-- Data to examine --
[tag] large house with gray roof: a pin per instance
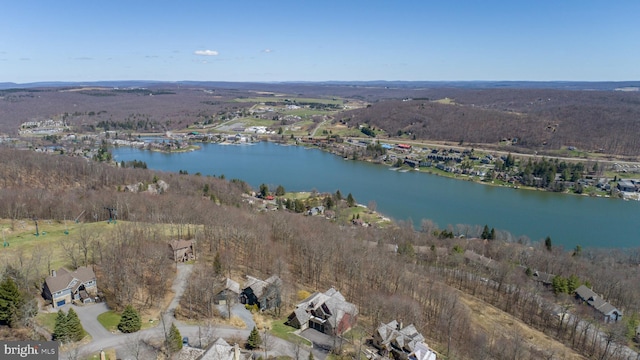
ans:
(326, 312)
(64, 286)
(609, 311)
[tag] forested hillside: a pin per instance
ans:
(540, 120)
(429, 281)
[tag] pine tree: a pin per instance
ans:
(130, 320)
(60, 329)
(11, 302)
(74, 327)
(175, 339)
(254, 340)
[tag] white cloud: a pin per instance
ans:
(206, 52)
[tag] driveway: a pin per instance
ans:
(88, 315)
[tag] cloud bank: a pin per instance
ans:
(206, 52)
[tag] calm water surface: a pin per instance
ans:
(569, 220)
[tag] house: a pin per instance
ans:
(181, 250)
(264, 293)
(326, 312)
(626, 185)
(316, 210)
(400, 341)
(543, 277)
(609, 311)
(64, 286)
(422, 352)
(227, 291)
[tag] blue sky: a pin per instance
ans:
(301, 40)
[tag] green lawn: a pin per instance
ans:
(47, 320)
(279, 329)
(109, 320)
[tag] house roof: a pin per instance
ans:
(404, 338)
(180, 244)
(64, 279)
(228, 284)
(595, 301)
(543, 277)
(331, 303)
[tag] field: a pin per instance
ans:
(19, 239)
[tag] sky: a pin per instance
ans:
(304, 40)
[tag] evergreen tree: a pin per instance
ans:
(11, 302)
(175, 339)
(130, 320)
(254, 340)
(75, 330)
(60, 329)
(573, 282)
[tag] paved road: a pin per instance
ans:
(127, 345)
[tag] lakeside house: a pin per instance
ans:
(608, 311)
(64, 286)
(264, 293)
(327, 312)
(181, 250)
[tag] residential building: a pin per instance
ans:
(264, 293)
(609, 311)
(181, 250)
(393, 338)
(326, 312)
(64, 286)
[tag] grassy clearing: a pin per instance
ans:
(21, 239)
(109, 320)
(110, 354)
(279, 329)
(47, 320)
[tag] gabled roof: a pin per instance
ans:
(64, 279)
(404, 338)
(331, 303)
(231, 285)
(595, 301)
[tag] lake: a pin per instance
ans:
(568, 219)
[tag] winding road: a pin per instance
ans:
(132, 346)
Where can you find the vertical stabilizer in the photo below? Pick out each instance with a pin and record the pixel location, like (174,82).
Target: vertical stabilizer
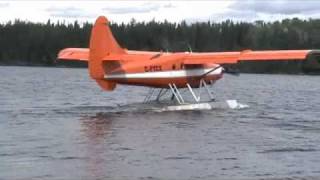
(102,43)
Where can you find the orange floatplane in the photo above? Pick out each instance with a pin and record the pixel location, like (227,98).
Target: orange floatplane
(109,64)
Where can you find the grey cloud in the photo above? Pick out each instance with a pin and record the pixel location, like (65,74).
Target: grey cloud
(69,12)
(144,8)
(285,7)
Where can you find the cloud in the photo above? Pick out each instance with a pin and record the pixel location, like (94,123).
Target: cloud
(142,8)
(69,12)
(4,5)
(250,10)
(286,7)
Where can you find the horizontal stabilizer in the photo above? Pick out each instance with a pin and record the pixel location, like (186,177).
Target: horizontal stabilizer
(80,54)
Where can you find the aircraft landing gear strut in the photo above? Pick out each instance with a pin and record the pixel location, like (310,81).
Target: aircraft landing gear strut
(177,93)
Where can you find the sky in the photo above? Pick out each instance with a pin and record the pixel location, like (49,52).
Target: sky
(173,11)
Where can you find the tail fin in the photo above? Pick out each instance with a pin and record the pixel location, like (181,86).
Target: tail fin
(102,43)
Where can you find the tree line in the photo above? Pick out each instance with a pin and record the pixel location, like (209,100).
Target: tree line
(27,43)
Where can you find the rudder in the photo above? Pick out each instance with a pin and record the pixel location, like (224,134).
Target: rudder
(102,43)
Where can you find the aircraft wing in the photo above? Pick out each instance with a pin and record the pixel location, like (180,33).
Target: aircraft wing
(80,54)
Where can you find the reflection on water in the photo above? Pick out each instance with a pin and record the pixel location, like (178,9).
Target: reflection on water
(57,124)
(96,129)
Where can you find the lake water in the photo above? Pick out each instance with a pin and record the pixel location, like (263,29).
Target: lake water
(55,123)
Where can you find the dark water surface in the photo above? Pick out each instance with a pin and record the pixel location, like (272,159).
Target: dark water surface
(55,123)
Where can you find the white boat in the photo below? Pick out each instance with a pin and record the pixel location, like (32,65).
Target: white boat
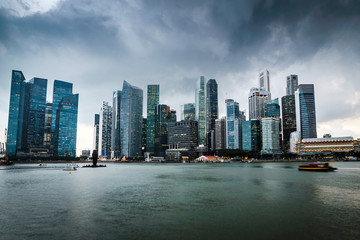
(70,167)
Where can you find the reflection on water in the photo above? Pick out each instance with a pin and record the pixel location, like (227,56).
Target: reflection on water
(181,201)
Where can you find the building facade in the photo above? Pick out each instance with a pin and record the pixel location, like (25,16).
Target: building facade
(257,103)
(131,120)
(251,135)
(200,110)
(153,92)
(305,111)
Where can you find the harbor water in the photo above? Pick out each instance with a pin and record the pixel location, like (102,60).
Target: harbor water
(180,201)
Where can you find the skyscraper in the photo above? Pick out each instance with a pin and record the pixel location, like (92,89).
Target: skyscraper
(291,84)
(270,131)
(66,126)
(200,110)
(234,118)
(264,81)
(131,120)
(16,108)
(105,128)
(257,103)
(96,132)
(152,102)
(188,112)
(115,132)
(220,133)
(36,113)
(305,111)
(273,108)
(288,119)
(251,135)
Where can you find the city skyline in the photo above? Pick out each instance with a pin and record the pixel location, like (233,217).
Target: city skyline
(31,43)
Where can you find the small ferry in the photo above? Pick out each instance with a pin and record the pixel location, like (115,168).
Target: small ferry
(320,167)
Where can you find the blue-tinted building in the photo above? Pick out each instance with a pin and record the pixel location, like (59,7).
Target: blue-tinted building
(131,120)
(273,108)
(251,135)
(36,113)
(66,126)
(16,108)
(152,101)
(305,111)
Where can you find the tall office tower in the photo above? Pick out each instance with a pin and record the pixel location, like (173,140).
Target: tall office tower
(16,112)
(36,113)
(115,132)
(162,119)
(200,110)
(305,111)
(264,81)
(152,102)
(273,108)
(257,103)
(220,133)
(96,132)
(66,126)
(212,103)
(131,120)
(183,134)
(251,135)
(270,131)
(288,119)
(47,125)
(233,124)
(188,111)
(105,128)
(291,84)
(60,90)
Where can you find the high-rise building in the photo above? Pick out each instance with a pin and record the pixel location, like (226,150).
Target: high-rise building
(47,127)
(131,120)
(115,132)
(270,131)
(291,84)
(105,128)
(264,81)
(288,119)
(257,103)
(36,113)
(273,108)
(305,111)
(152,102)
(183,134)
(188,112)
(234,118)
(251,135)
(66,126)
(16,113)
(200,110)
(96,132)
(220,133)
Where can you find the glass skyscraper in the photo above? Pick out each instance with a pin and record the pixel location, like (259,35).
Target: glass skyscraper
(115,133)
(251,135)
(131,120)
(36,113)
(288,119)
(200,110)
(16,108)
(305,111)
(66,126)
(152,102)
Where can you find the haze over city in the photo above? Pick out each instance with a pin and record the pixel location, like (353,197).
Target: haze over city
(96,45)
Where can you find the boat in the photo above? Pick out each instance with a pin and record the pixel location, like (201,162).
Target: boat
(70,167)
(317,167)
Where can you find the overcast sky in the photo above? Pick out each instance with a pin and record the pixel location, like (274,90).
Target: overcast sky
(98,44)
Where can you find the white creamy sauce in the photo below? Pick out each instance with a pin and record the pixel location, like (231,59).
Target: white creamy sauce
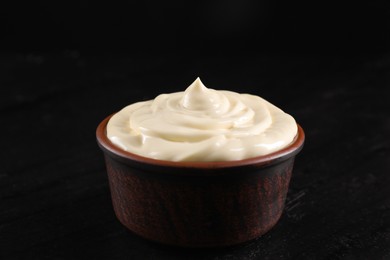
(202,124)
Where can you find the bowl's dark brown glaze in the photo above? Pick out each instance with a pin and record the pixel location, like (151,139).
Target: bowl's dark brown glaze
(198,204)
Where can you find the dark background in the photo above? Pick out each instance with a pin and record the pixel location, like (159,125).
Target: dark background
(214,27)
(64,67)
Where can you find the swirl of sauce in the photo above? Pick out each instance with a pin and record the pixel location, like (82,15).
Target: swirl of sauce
(202,124)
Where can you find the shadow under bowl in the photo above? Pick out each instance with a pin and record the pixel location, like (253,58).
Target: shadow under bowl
(198,204)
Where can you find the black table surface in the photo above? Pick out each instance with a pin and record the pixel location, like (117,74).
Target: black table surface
(54,197)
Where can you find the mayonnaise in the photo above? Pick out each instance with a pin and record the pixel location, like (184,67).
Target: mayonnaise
(202,124)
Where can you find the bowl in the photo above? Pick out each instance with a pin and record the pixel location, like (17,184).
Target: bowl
(198,204)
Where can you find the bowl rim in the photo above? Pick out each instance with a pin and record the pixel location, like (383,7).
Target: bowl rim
(107,146)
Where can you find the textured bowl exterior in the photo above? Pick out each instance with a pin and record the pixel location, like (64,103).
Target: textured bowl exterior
(198,205)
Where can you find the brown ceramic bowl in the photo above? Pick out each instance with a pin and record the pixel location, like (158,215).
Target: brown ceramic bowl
(198,204)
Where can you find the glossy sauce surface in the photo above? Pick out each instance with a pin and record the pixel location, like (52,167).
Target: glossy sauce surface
(202,124)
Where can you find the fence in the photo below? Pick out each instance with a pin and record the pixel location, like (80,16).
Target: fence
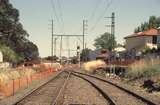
(11,87)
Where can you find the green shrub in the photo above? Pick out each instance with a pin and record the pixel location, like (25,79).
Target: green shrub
(147,69)
(9,55)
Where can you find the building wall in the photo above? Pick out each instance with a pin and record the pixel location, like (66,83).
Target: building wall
(138,43)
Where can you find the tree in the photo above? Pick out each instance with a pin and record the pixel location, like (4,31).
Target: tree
(9,55)
(105,41)
(85,54)
(153,22)
(12,33)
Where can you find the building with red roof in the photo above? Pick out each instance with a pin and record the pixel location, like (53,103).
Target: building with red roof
(139,41)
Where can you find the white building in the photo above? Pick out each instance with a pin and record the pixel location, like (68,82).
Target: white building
(141,40)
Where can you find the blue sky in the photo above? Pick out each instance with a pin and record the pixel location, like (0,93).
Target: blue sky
(35,15)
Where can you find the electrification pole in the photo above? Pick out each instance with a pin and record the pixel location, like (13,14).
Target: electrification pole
(52,41)
(112,25)
(84,31)
(55,46)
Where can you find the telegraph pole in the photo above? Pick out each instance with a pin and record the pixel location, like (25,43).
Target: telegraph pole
(52,41)
(112,25)
(61,49)
(84,31)
(55,46)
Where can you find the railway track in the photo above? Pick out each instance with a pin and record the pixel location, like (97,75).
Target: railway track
(52,92)
(115,94)
(47,94)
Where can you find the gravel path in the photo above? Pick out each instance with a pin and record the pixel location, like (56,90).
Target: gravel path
(81,92)
(25,91)
(46,94)
(121,97)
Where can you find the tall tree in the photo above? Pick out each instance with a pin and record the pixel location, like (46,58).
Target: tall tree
(105,41)
(153,22)
(12,33)
(85,54)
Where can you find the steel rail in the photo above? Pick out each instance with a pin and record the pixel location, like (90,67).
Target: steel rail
(31,92)
(105,95)
(149,102)
(55,102)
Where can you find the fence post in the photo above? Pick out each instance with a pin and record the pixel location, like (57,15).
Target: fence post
(19,82)
(13,86)
(27,81)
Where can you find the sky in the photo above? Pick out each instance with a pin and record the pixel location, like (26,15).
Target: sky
(68,15)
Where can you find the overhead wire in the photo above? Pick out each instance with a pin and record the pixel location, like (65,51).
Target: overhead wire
(108,4)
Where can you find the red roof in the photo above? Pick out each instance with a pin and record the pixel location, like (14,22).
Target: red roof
(150,32)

-- Your assignment --
Restate word for word the lines from the one holding "Target: steel rail" to the end of the listing, both ends included, and nothing more.

-- Output of the exercise --
Target: steel rail
(31,92)
(105,95)
(149,102)
(55,102)
Where can you find the fence post in the photo above? Pick out each instance with a pin and record the pixel location, like (57,15).
Target: fence post
(19,82)
(13,86)
(27,81)
Where can you find the sky in the photo above? Pick out each instance with a pin and record the pixel location, like (26,15).
Target: sky
(68,15)
Where can you find the overhead wire in the photo above? Pick out each instance with a pin and record the pixel location, like (65,51).
Target: overhead wire
(108,4)
Where can you find the red roof in the photo above? Pick out each instance with a pin and record the pixel location, like (14,22).
Target: red roof
(150,32)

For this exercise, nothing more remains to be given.